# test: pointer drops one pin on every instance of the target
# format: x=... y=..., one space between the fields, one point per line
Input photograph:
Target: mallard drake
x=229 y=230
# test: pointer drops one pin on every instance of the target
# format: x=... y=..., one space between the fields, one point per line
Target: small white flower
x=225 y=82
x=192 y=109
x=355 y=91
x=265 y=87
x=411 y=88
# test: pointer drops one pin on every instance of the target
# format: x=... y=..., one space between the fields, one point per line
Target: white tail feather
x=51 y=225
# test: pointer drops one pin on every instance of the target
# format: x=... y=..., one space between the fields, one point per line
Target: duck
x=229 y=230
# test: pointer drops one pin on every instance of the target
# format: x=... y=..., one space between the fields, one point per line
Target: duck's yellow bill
........
> _Exercise brief_
Retype only the lines running from the line with "Target: small white flower" to the end of the listing, including both of those lines.

> _Task answer_
Target: small white flower
x=225 y=82
x=192 y=109
x=355 y=91
x=265 y=87
x=411 y=88
# test: pointer drops one pin on every instance of the target
# format: x=... y=..., one space between the fields, one point per line
Target: white tail feather
x=51 y=225
# test: pointer drops one pin on every instance of the target
# format: x=... y=..., one space between the fields, one point per line
Target: duck
x=229 y=230
# test: pointer drops one pin on every instance of the target
# format: x=... y=..., one space between the fields, one point per line
Target: duck's yellow bill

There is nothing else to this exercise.